Extract to read:
** begin **

Derby having for many centuries been celebrated for its ale, which Camden says was made here in such perfection, that wine must be very good to deserve a preference, and Fuller remarks, “Never was the wine of Falernum better known to the Romans than the canary of Derby is to the English,” it is not a matter of surprise to find some remnants of the Whitsun-ales in the neighbourhood. In a manuscript in the Bodleian Library is a record of the Whitsun-ales at Elvaston and Ockbrook, from which it appears that they were formerly required to brew four ales of a quarter of malt each. Every inhabitant of Ockbrook was obliged to be present at each ale; every husband and his wife to pay twopence, and every cottager one penny; the inhabitants of Elvaston, Thurlaston, and Ambaston to receive all the profits and advantages arising from the ales to the use and behalf of the church at Elvaston. The inhabitants of Elvaston, Thurlaston, and Ambaston to brew eight ales, each inhabitant to be present as before, or to send their money.—Jour. of the Arch. Assoc. 1852, vol. vii. p. 206.

Hampshire.

At St. Mary’s College, Winchester, the Dulce Domum is sung on the evening preceding the Whitsun holidays; the masters, scholars, and choristers, attended by a band of music, walk in procession round the courts of the College, singing it.—Brand, Pop. Antiq., 1849, vol. i. p. 452. See Gent. Mag., 1811, vol. lxxxi. p. 503.

Lancashire.

A correspondent of the Gent. Mag. (1783, vol. liii. p. 578) says there seems to be a trace of the descent of the Holy Ghost on the heads of the Apostles in what passes at Whitsuntide Fair, in some parts of Lancashire, where one person holds a stick over the head of another, whilst a third, unperceived, strikes the stick, and thus gives a smart blow to the first.

Leicestershire.

A fair used to be held on Whitsun Monday at Hinckley, when the millers from various parts of the country walked in procession dressed in ribbons, with what they called the King of the Millers at their head.

** end **

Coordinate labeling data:
** begin **

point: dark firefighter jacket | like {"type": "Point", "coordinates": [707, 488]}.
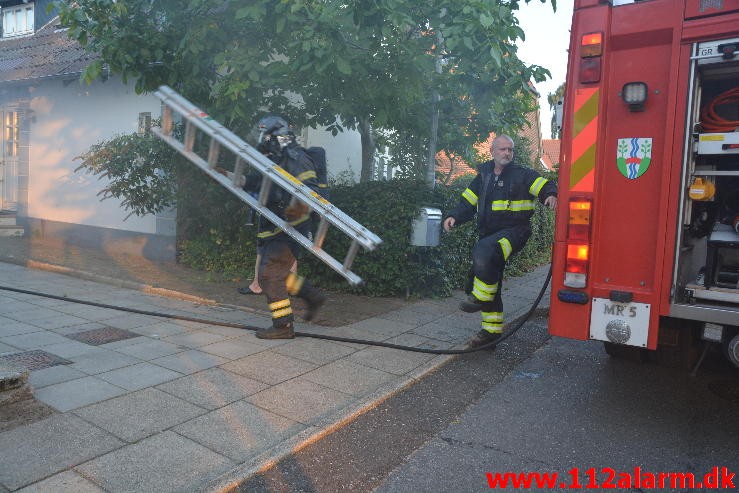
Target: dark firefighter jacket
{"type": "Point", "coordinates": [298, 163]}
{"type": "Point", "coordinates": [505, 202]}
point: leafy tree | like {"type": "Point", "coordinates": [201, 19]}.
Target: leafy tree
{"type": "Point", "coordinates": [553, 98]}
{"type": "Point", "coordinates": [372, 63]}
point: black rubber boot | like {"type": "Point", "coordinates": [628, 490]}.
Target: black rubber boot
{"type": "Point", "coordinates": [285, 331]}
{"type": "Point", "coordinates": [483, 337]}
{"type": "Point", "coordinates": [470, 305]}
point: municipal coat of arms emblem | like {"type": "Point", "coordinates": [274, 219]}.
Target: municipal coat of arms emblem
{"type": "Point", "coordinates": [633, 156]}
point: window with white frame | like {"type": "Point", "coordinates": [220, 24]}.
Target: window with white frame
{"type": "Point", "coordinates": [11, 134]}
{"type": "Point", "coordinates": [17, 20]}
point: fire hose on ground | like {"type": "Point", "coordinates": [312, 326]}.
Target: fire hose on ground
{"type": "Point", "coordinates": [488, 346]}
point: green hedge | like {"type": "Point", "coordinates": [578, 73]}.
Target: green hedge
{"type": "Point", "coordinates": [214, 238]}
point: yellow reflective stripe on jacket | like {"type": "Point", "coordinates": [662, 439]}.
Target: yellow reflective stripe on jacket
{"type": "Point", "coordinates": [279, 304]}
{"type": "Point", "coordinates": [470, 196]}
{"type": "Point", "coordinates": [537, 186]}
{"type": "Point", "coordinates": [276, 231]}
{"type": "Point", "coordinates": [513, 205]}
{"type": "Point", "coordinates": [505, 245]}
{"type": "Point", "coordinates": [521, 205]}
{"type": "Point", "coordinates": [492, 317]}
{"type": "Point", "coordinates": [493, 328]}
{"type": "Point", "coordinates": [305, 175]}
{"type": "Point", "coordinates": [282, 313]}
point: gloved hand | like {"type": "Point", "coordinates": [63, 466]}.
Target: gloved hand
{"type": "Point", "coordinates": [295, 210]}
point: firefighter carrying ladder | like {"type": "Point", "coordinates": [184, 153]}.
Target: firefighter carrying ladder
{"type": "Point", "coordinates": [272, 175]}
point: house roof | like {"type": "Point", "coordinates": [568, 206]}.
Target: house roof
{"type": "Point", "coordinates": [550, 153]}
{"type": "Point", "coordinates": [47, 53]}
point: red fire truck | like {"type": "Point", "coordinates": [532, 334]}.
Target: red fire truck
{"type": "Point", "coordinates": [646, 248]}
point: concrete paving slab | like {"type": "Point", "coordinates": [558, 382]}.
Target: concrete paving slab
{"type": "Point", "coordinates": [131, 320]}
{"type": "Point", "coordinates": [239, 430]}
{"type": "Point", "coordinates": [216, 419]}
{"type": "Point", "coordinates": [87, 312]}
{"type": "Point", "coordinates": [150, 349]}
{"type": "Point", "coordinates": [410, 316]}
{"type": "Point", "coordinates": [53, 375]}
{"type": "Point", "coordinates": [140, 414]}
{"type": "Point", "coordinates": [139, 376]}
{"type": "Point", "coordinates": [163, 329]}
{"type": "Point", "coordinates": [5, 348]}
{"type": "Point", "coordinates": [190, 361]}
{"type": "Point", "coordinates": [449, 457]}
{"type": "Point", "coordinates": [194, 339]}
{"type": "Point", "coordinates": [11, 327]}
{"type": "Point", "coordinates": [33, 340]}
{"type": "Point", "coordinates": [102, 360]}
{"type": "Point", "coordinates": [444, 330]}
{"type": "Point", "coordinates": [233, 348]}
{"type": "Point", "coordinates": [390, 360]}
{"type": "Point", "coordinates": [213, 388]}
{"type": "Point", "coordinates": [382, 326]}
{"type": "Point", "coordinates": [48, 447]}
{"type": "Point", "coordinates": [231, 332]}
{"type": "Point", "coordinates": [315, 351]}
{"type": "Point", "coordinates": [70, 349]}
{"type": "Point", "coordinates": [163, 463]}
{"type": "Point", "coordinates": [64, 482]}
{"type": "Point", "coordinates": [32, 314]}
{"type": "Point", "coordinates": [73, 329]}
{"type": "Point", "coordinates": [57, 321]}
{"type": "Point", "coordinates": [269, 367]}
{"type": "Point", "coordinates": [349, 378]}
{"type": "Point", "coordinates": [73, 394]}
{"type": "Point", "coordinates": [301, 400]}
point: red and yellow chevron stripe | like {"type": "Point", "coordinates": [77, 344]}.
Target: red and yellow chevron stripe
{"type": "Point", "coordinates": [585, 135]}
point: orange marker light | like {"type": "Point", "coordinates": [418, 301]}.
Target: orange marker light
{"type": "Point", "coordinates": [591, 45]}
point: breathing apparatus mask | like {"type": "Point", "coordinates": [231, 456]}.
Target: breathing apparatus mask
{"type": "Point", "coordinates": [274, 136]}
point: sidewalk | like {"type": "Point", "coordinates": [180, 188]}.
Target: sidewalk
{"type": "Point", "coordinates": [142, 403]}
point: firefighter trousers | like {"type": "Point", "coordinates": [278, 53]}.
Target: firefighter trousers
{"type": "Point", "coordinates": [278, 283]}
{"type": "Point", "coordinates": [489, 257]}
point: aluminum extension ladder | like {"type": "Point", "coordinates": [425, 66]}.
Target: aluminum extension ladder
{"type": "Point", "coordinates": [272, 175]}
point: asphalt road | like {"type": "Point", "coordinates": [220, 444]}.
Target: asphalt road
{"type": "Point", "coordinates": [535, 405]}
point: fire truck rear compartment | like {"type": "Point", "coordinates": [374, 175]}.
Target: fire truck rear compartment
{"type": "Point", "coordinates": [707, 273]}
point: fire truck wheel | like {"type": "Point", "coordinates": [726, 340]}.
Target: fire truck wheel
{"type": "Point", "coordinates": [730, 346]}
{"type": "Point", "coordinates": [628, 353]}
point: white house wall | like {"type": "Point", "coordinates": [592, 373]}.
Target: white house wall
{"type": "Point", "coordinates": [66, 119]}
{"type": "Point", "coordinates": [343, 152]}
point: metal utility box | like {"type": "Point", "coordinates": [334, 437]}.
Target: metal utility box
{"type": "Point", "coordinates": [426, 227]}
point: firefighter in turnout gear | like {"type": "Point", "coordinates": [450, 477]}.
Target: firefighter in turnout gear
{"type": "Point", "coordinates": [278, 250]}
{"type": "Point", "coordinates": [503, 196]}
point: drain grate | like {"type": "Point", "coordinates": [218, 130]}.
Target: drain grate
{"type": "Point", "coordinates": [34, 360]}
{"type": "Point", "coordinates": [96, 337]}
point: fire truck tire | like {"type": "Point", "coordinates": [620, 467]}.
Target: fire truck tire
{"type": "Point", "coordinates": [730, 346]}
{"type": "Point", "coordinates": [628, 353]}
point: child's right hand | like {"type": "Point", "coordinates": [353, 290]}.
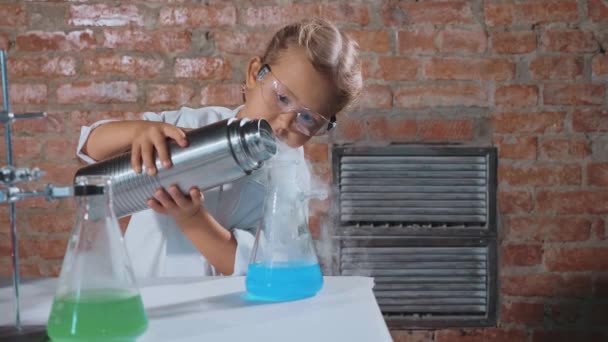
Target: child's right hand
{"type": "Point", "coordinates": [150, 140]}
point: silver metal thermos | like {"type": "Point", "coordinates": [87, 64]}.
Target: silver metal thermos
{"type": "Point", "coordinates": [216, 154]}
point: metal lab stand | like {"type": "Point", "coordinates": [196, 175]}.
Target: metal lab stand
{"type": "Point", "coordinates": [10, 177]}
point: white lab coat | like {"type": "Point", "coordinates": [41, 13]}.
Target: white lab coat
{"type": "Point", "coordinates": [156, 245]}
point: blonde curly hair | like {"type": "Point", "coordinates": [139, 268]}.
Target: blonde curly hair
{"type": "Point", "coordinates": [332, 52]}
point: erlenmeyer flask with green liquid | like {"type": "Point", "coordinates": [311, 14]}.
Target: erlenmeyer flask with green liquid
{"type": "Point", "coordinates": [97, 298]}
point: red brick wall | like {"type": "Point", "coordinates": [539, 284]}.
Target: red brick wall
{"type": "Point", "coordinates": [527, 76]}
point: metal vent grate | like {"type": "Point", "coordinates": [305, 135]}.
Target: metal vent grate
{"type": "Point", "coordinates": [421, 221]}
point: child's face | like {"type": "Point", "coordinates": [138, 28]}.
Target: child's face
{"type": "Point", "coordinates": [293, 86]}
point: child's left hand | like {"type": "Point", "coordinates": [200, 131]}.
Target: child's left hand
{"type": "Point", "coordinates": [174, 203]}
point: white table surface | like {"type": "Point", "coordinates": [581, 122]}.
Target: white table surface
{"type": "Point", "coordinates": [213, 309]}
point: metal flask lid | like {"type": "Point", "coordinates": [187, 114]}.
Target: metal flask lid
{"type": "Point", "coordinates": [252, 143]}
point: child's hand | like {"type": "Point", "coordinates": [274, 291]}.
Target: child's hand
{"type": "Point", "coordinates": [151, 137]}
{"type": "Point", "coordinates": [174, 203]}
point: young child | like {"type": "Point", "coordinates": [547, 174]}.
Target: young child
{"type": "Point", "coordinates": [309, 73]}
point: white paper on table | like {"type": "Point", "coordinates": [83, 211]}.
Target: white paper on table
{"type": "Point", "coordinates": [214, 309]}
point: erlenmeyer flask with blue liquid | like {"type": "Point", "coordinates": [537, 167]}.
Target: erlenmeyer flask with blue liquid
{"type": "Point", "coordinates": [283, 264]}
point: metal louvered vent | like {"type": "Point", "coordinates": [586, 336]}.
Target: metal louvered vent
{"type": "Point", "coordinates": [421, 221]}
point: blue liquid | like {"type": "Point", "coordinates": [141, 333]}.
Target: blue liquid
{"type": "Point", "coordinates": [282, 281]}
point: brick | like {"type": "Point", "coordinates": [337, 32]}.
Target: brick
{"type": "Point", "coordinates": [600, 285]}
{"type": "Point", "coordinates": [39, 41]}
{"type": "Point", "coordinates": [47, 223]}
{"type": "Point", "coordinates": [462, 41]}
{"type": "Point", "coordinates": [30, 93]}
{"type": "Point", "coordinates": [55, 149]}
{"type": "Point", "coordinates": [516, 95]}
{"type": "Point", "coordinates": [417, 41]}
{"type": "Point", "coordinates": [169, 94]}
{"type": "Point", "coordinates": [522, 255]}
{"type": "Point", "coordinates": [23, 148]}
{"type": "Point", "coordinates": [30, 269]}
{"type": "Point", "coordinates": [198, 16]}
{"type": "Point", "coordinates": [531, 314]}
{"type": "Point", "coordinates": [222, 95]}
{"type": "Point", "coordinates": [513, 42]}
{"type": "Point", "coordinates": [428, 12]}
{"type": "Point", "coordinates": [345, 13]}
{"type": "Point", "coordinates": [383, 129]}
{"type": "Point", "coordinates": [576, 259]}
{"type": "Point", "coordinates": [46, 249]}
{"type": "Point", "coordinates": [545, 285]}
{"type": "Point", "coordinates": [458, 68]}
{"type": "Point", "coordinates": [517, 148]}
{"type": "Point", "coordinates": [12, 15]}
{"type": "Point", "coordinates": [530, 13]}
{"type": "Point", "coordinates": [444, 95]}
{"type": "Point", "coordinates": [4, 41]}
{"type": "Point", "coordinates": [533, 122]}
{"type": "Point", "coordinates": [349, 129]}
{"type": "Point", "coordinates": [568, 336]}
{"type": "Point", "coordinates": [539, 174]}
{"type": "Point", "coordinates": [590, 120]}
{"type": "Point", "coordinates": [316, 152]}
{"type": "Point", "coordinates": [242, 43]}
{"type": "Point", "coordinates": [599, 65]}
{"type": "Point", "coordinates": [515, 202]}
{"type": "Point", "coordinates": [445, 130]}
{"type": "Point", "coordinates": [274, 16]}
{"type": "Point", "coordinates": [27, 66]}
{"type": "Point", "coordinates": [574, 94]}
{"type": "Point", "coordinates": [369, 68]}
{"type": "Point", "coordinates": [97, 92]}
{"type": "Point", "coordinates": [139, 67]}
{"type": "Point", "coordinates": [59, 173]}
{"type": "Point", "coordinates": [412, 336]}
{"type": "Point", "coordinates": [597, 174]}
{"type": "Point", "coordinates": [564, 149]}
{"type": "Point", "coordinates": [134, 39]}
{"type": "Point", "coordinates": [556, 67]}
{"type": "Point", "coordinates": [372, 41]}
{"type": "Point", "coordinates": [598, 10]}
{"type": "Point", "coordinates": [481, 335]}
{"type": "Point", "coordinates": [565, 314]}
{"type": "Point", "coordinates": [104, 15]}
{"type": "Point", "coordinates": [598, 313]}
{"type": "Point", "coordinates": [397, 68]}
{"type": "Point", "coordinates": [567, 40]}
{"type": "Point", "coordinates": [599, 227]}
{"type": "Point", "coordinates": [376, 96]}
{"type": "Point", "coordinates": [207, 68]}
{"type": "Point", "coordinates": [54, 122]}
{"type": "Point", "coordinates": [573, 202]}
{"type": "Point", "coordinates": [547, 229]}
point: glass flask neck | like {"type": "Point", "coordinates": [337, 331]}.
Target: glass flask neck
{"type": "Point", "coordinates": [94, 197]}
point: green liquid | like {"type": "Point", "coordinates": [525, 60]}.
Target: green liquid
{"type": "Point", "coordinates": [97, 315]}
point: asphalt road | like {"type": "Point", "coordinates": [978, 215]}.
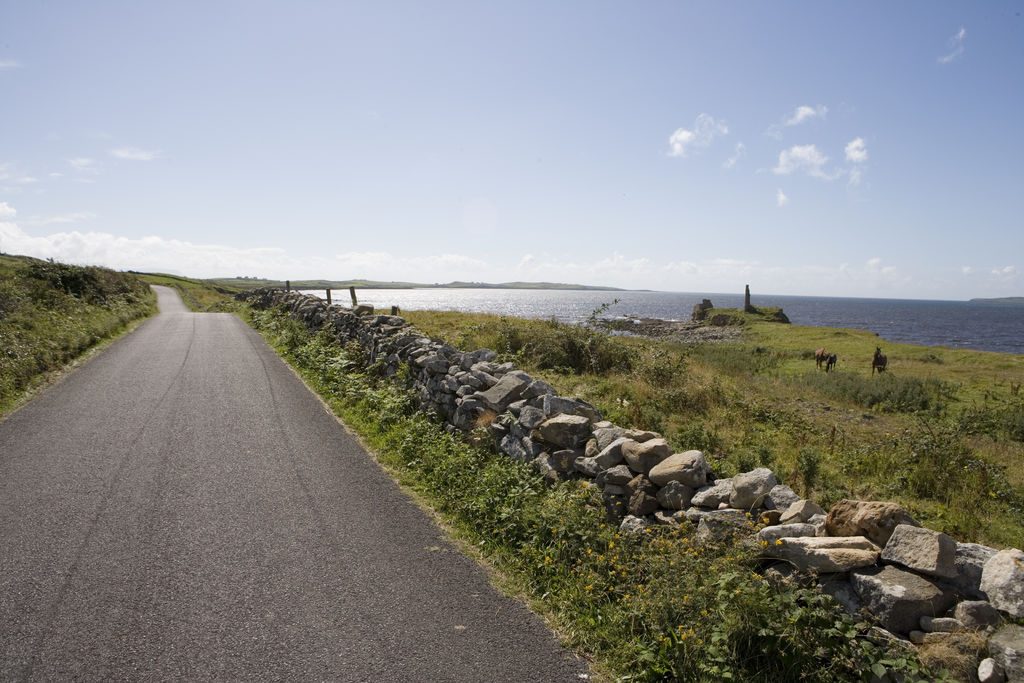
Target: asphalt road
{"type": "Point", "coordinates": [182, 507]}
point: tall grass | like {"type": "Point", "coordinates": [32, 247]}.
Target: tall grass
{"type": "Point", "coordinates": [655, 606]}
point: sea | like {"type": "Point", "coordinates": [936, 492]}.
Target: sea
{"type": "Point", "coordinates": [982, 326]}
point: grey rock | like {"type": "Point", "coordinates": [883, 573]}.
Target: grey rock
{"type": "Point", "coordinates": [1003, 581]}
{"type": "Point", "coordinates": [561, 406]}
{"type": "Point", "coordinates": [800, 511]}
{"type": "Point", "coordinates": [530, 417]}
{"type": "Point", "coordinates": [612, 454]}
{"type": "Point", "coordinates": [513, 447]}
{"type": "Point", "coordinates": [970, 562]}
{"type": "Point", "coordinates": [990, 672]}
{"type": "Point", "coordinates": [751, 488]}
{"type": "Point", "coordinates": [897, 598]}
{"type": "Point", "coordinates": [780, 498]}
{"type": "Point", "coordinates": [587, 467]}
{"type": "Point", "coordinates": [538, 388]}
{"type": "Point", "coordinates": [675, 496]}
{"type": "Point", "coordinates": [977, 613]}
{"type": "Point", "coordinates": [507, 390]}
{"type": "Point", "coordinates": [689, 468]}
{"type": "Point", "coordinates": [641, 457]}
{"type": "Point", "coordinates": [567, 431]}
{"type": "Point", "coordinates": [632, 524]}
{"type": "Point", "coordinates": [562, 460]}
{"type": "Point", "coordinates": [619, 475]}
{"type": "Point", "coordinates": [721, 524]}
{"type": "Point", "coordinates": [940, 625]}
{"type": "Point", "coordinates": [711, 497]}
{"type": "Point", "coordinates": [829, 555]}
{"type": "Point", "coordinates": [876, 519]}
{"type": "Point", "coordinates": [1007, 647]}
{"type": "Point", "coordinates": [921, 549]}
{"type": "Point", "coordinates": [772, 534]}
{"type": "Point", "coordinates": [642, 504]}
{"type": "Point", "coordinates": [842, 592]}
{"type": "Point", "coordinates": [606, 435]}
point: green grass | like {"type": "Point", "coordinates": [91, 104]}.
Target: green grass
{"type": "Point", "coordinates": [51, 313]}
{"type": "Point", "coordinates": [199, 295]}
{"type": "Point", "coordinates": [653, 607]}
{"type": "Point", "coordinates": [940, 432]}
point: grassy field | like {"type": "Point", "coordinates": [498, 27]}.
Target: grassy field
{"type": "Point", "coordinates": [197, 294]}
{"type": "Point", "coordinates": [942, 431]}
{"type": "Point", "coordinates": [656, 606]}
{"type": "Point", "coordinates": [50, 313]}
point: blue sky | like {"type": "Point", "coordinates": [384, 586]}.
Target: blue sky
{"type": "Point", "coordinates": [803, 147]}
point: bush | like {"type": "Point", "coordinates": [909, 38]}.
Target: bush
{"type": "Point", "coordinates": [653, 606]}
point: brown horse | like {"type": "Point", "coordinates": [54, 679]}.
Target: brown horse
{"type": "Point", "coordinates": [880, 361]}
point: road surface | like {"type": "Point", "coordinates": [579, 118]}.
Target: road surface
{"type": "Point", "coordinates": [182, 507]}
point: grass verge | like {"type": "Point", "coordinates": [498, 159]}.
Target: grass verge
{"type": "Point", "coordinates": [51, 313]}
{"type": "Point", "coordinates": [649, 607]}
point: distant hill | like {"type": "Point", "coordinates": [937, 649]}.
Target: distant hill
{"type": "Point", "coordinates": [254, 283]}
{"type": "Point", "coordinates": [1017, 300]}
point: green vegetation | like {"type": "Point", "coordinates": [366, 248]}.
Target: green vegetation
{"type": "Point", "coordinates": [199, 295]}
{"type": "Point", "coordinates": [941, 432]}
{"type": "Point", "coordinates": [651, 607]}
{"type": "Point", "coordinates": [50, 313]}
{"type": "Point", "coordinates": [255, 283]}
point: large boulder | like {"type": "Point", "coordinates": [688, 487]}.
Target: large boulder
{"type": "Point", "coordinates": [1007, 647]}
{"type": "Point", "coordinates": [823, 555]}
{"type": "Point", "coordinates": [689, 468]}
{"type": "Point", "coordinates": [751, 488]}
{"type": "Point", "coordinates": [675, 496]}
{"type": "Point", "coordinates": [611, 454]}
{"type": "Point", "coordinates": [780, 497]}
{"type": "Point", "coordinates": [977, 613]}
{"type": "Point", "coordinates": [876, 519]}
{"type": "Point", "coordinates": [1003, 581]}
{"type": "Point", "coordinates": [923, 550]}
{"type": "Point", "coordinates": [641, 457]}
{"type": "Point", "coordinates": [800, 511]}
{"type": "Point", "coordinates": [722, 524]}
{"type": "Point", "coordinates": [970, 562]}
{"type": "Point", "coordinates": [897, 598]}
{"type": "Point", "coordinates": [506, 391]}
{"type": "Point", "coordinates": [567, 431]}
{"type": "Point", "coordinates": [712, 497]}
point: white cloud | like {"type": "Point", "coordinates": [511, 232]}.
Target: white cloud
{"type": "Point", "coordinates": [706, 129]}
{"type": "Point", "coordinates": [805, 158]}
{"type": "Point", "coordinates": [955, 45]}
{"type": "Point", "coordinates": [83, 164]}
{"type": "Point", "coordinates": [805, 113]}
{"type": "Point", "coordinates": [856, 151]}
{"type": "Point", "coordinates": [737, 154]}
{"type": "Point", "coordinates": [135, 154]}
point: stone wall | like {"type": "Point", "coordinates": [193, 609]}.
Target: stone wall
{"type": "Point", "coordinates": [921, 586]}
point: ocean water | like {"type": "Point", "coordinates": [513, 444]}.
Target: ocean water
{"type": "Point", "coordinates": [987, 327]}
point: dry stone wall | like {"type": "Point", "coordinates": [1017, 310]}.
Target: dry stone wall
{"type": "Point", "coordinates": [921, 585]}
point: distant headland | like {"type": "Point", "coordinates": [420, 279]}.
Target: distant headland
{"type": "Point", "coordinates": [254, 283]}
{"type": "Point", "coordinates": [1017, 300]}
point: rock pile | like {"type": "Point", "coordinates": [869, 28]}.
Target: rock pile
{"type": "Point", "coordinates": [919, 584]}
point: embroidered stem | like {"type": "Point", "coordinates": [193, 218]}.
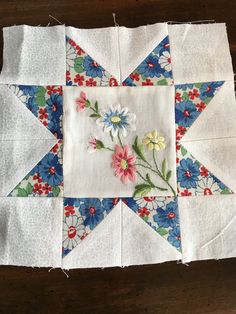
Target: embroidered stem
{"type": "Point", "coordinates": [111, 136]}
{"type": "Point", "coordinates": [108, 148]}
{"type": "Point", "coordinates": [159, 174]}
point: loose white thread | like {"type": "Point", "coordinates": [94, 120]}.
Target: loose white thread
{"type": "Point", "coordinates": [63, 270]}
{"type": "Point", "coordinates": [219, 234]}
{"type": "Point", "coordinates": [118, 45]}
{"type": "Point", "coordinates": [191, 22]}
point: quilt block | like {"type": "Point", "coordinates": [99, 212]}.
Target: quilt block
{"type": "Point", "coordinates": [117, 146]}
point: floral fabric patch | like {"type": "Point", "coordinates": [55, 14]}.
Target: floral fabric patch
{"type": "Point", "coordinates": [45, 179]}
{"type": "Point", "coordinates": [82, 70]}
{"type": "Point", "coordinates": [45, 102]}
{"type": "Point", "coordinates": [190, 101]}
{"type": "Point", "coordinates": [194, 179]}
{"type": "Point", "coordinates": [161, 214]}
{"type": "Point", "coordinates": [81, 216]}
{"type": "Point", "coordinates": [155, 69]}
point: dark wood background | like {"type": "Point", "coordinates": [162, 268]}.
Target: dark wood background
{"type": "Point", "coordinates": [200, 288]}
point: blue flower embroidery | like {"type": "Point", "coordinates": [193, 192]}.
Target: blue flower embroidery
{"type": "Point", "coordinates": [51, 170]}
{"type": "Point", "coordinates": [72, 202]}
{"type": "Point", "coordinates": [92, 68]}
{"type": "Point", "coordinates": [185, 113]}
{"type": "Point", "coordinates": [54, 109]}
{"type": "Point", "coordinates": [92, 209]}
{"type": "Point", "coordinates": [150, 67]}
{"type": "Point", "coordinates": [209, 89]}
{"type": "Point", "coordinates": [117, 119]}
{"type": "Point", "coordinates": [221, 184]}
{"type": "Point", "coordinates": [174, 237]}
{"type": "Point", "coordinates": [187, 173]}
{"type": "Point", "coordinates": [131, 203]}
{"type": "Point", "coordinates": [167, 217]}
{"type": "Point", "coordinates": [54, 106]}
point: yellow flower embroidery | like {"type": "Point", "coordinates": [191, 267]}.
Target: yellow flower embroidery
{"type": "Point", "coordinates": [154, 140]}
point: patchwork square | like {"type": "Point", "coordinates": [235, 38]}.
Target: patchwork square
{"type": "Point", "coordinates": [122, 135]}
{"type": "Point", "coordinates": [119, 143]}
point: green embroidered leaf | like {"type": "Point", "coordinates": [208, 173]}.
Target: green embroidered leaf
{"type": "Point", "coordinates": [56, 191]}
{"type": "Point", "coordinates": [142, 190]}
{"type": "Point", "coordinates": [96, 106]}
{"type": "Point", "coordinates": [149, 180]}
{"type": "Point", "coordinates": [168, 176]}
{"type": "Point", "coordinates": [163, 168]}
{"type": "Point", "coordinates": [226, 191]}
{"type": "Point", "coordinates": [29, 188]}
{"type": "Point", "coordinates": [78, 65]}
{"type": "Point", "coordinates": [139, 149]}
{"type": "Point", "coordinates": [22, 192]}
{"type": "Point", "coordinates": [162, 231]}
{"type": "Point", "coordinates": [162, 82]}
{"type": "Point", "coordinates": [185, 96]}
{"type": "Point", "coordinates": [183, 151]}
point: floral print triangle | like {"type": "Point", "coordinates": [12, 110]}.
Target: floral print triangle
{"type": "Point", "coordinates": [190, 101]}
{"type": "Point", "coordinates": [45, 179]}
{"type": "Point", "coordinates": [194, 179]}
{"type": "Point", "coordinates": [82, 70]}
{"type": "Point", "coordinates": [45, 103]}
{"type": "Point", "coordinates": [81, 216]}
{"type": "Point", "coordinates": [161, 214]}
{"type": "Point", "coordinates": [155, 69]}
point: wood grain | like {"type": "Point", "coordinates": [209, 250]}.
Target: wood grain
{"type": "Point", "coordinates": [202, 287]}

** end **

Directives:
**A.** Copy the passage on Whitsun customs word for word, between "At St. Mary’s" and "Lancashire.", inclusive.
**B.** In the passage on Whitsun customs, who led the millers' procession at the Hinckley fair?
**C.** Extend the passage on Whitsun customs, starting right after its final sentence.

Answers below:
**A.**
At St. Mary’s College, Winchester, the Dulce Domum is sung on the evening preceding the Whitsun holidays; the masters, scholars, and choristers, attended by a band of music, walk in procession round the courts of the College, singing it.—Brand, Pop. Antiq., 1849, vol. i. p. 452. See Gent. Mag., 1811, vol. lxxxi. p. 503.

Lancashire.

**B.** The King of the Millers.

**C.**
A writer (in 1787) describing one of these fairs says: To the old ceremony of riding millers, many improvements were made upon a more extensive and significant plan: several personages introduced that bore allusions to the manufacture, and were connected with the place. Old Hugo Baron de Grentemaisnel, who made his first appearance in 1786, armed in light and easy pasteboard armour, was this second time armed cap-a-pie in heavy sinker plate, with pike and shield, on the latter the arms of the town. The representative baron of Hinckley had the satisfaction of being accompanied by his lady, the Baroness Adeliza, habited in the true antique style, with steeple hat, ruff-points, mantle, &c., all in suitable colours; each riding on nimble white steeds properly caparisoned; they were preceded by the town banner, and two red streamers embroidered with their respective names. Several bands of music gave cheerful spirit to the pageant, but more particularly the militia band from Leicester. The frame-work knitters, wool-combers, butchers, carpenters, &c., had each their plays, and rode in companies bearing devices or allusions to their different trades. Two characters, well supported, were Bishop Blaise and his chaplain, who figured at the head of the wool-combers. In their train, appeared a pretty innocent young pair, a gentle shepherd and shepherdess: the latter carrying a lamb, the emblem of her little self more than of the trade. Some other little folks, well dressed, were mounted on ponies, holding instruments, the marks of their fathers’ businesses, and ornamented with ribbons of all colours waving in the air.—See Nichols, History of Hinckley, 1813, p. 678.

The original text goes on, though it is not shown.